_WORK ITEM A:_ Write out everything in the Hillsdale hunting thread from "## kevinljxljx (Oct" down to "wanna go out.", copying it word for word.

##### TEXT SHOWN #####

# Hillsdale Area



## lucky hunter (Sep 26, 2009)

Hello all,

I posted this in the trapping section but figured I would have better chances here. I am a student at Hillsdale College and I am looking for someone to tag along with to do some rabbit, **** and coyote hunting. I am very experienced with firearms and hunting ect. I am even on the shotgun team here at school. So if anyone wants someone to hunt with this winter, let me know and hopefully we can get something together.

Kyle


----------



## west200 (Feb 16, 2009)

I live in hudson and frequently squirrel hunt. You are welcome to tag with me anytime. Pm me your number and I will get in touch. I only hunt public land so I won't go between 11/15 to 12/1. Just a courtesy thing.


----------



## kevinljxljx (Oct 14, 2013)

Anyone hunts near East lansing?


----------



## scottmi (Jan 17, 2008)

Im in Hudson and got a couple descent beagles if ya wanna go out.

Scott 517.673.6519


----------



## lucky hunter (Sep 26, 2009)

Scott,

Do you ever get around the Hillsdale area? Just run rabbits?

Kyle 989-640-7484


----------



## 1dlamb (Dec 27, 2010)

kevinljxljx said:


> Anyone hunts near East lansing?


Up off of old M 78 just pass Clark Eng. take Upton rd. north. There is a good bit of hunting land that way. Lots of places on Woodbury rd. exit 105 heading toward Laingsburg off of 69east/west.


----------

#####

_WORK ITEM B:_ Convert everything in the listing below, from its first line down to the line containing "positive clicks: (149, 84)", into a JSON list of strings with one string per line. Omit blank lines and leave the pictures out.

##### MATERIAL FOR THE TASK #####

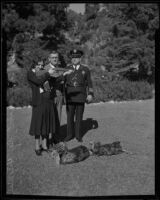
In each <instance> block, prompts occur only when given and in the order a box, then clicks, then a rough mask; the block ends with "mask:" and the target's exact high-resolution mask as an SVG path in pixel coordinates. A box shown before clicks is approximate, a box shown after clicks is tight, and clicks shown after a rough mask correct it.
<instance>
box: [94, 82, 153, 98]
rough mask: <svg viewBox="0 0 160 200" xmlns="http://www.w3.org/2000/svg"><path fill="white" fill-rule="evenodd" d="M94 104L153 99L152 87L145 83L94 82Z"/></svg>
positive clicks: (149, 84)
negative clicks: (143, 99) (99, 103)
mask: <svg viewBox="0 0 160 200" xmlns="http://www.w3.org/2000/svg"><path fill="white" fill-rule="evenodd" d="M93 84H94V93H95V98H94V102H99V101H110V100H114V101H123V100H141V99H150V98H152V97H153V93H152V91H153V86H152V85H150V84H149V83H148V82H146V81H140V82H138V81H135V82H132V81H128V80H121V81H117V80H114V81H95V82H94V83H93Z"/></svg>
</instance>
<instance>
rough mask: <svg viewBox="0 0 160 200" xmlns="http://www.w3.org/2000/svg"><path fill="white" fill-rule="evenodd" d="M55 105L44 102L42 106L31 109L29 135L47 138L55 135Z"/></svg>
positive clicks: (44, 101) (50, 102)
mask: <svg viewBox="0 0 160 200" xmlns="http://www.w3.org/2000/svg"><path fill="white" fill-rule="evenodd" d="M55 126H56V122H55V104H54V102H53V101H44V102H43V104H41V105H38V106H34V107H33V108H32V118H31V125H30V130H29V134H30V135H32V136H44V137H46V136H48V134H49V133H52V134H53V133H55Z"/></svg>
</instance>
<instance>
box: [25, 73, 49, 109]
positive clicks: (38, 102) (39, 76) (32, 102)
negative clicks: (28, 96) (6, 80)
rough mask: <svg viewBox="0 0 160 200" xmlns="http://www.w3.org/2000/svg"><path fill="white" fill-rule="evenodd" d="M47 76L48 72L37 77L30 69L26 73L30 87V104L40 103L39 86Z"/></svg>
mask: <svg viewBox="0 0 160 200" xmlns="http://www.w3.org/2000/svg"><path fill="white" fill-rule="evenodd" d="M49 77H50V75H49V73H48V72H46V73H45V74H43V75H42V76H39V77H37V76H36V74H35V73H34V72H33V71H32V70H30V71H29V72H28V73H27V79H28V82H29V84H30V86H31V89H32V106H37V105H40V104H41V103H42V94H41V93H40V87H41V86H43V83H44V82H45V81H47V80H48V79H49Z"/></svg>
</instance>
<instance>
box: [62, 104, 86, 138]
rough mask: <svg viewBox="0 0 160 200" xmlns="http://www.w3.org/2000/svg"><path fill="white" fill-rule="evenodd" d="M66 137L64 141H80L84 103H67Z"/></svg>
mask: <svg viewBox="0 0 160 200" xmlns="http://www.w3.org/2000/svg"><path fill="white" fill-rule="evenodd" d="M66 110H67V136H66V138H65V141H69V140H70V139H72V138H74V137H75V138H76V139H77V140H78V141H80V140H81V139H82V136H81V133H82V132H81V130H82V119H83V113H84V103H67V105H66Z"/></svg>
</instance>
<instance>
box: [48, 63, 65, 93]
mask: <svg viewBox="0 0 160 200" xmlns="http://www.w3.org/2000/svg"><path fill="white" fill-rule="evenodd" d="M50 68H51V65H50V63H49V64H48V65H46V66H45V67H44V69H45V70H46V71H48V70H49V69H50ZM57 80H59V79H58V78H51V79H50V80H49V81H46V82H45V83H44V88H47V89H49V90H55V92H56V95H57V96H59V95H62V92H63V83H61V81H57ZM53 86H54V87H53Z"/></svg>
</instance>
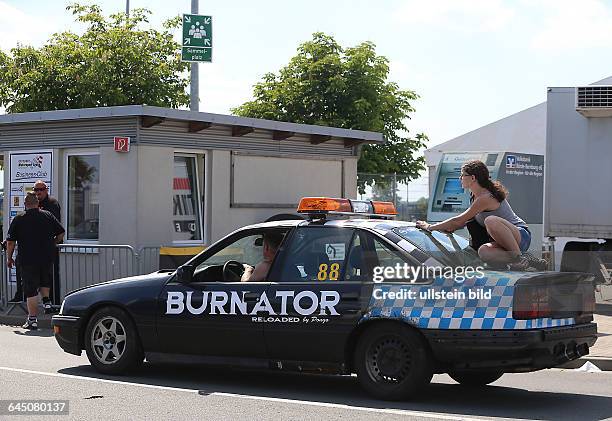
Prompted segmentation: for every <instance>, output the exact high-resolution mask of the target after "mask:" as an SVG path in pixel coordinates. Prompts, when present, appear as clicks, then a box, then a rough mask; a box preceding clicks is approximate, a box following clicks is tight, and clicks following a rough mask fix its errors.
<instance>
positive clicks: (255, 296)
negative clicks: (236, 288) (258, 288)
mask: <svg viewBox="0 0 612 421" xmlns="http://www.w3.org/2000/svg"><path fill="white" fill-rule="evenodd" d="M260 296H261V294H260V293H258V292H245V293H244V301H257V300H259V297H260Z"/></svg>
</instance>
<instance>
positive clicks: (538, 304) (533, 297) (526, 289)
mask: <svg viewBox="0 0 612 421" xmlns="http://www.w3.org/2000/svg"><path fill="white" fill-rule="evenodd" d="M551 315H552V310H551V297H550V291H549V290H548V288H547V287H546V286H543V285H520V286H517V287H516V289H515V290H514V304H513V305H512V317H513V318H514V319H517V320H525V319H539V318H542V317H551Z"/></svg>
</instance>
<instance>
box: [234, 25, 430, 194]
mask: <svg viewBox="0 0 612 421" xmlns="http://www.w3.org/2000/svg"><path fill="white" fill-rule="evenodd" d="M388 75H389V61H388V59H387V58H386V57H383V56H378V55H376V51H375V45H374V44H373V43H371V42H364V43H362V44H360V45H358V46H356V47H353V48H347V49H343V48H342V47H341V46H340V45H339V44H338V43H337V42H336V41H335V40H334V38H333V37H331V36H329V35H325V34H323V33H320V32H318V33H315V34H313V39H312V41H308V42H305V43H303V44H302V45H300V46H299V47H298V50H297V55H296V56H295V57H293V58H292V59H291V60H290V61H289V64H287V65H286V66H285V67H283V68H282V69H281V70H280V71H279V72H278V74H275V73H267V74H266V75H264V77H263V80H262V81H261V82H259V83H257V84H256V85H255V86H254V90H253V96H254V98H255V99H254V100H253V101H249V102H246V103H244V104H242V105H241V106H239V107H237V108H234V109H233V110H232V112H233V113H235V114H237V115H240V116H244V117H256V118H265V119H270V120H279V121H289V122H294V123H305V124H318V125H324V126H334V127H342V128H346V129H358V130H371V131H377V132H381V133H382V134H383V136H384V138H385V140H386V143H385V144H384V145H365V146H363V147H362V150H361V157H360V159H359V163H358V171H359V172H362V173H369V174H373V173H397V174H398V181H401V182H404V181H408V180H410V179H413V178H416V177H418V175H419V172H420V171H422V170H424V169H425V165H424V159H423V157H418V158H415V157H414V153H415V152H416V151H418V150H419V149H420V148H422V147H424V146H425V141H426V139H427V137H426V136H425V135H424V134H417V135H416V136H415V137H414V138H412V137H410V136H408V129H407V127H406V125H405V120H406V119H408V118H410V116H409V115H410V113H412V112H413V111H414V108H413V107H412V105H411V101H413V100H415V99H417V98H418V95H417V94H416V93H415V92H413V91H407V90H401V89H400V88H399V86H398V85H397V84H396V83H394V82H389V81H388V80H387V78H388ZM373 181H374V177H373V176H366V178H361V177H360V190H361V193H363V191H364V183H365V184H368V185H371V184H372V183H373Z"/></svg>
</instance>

#####

_TASK OUTPUT A:_
## kevinljxljx (Oct 14, 2013)

Anyone hunts near East lansing?


----------



## scottmi (Jan 17, 2008)

Im in Hudson and got a couple descent beagles if ya wanna go out.

_TASK OUTPUT B:_
[
  "In each <instance> block, prompts occur only when given and in the order a box, then clicks, then a rough mask; the block ends with \"mask:\" and the target's exact high-resolution mask as an SVG path in pixel coordinates. A box shown before clicks is approximate, a box shown after clicks is tight, and clicks shown after a rough mask correct it.",
  "<instance>",
  "box: [94, 82, 153, 98]",
  "rough mask: <svg viewBox=\"0 0 160 200\" xmlns=\"http://www.w3.org/2000/svg\"><path fill=\"white\" fill-rule=\"evenodd\" d=\"M94 104L153 99L152 87L145 83L94 82Z\"/></svg>",
  "positive clicks: (149, 84)"
]